Dataset items:
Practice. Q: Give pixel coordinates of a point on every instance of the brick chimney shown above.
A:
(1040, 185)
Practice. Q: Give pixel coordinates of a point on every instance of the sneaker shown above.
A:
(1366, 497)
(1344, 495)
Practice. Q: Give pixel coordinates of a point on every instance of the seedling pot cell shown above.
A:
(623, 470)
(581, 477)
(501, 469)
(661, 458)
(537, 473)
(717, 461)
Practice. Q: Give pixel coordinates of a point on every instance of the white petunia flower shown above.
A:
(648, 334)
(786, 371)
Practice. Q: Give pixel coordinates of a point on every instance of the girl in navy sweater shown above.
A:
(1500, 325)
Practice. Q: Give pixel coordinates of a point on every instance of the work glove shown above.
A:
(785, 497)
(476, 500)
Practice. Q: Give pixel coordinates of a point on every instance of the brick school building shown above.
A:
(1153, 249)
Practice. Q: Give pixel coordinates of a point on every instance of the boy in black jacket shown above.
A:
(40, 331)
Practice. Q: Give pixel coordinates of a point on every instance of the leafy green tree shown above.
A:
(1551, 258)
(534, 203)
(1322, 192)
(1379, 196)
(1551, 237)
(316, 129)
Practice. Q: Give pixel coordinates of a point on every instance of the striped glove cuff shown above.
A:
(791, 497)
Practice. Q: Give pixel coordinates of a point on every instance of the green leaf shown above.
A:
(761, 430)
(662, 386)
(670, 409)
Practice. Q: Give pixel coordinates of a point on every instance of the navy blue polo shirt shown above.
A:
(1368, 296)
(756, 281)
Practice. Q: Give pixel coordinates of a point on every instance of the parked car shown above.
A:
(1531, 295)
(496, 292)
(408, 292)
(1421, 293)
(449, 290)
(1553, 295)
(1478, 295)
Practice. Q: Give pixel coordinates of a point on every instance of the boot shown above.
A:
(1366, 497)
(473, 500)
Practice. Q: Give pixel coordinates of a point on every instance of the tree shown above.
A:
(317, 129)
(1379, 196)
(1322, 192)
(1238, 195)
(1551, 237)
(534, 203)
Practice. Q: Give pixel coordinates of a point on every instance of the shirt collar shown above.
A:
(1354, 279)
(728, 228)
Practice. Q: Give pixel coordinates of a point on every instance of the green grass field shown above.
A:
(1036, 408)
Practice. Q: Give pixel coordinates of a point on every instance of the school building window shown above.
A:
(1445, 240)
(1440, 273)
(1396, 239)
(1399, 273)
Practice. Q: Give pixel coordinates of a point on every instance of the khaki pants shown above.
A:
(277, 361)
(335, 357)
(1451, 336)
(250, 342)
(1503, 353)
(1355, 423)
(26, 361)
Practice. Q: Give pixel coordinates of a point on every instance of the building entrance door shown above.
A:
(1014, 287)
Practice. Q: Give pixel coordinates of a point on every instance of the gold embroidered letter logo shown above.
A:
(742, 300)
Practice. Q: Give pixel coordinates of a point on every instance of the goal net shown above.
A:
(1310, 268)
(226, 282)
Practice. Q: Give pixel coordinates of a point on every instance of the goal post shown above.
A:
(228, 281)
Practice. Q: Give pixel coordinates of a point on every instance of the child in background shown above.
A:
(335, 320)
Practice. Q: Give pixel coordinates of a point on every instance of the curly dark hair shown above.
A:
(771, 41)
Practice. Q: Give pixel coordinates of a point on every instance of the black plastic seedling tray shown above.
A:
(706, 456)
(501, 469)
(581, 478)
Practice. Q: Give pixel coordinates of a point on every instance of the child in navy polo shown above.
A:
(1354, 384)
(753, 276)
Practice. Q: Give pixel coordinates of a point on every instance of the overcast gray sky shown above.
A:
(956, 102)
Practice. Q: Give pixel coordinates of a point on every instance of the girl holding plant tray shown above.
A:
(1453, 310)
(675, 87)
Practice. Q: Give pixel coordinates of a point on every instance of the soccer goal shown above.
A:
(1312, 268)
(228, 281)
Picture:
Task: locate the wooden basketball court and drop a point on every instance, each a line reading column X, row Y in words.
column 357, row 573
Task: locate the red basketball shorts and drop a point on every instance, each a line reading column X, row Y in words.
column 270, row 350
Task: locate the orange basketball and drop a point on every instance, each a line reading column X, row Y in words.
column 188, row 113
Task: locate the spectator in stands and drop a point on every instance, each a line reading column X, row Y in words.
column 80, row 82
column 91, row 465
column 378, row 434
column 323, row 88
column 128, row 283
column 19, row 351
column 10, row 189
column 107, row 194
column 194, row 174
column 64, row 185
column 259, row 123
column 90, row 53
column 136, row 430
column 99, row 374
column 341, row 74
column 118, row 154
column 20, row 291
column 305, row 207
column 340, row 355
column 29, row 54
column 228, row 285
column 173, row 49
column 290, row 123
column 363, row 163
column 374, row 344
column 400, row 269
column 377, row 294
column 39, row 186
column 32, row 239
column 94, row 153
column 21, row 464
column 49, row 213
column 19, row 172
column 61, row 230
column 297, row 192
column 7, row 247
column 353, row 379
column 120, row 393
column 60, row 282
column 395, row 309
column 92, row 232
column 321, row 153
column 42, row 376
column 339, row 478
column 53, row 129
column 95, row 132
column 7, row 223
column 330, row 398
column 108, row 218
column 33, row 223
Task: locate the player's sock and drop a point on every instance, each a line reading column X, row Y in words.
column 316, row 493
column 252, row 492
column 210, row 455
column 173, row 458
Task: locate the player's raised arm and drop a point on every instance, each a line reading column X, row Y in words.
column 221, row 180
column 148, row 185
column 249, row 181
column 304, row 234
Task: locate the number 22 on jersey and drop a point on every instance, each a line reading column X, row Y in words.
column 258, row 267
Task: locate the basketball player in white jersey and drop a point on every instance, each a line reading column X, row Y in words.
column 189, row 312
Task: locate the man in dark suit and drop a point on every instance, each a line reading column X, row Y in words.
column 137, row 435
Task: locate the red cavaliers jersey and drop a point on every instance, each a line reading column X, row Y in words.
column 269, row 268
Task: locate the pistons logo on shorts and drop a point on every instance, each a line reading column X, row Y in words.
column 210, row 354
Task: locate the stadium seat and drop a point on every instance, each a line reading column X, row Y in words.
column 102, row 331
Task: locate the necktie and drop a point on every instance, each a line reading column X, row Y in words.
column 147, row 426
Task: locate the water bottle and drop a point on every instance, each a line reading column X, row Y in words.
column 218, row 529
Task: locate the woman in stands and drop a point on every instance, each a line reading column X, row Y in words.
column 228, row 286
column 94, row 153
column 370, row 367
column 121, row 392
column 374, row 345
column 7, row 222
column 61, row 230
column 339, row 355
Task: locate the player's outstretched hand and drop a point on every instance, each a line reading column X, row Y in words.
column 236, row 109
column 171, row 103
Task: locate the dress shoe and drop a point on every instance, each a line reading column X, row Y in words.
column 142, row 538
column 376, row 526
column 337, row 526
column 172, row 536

THE PROBLEM >>
Please, from the entries above, set down exactly the lines from the one containing "jacket shown above." through the one containing "green tree shown above.", and only those.

SOLUTION FOR THIS PROBLEM >>
Practice. Q: Give pixel coordinates of a point on every instance of the boy in black jacket shown above.
A:
(40, 331)
Practice. Q: Give pixel coordinates of a point on every instance of the leafy green tree shown above.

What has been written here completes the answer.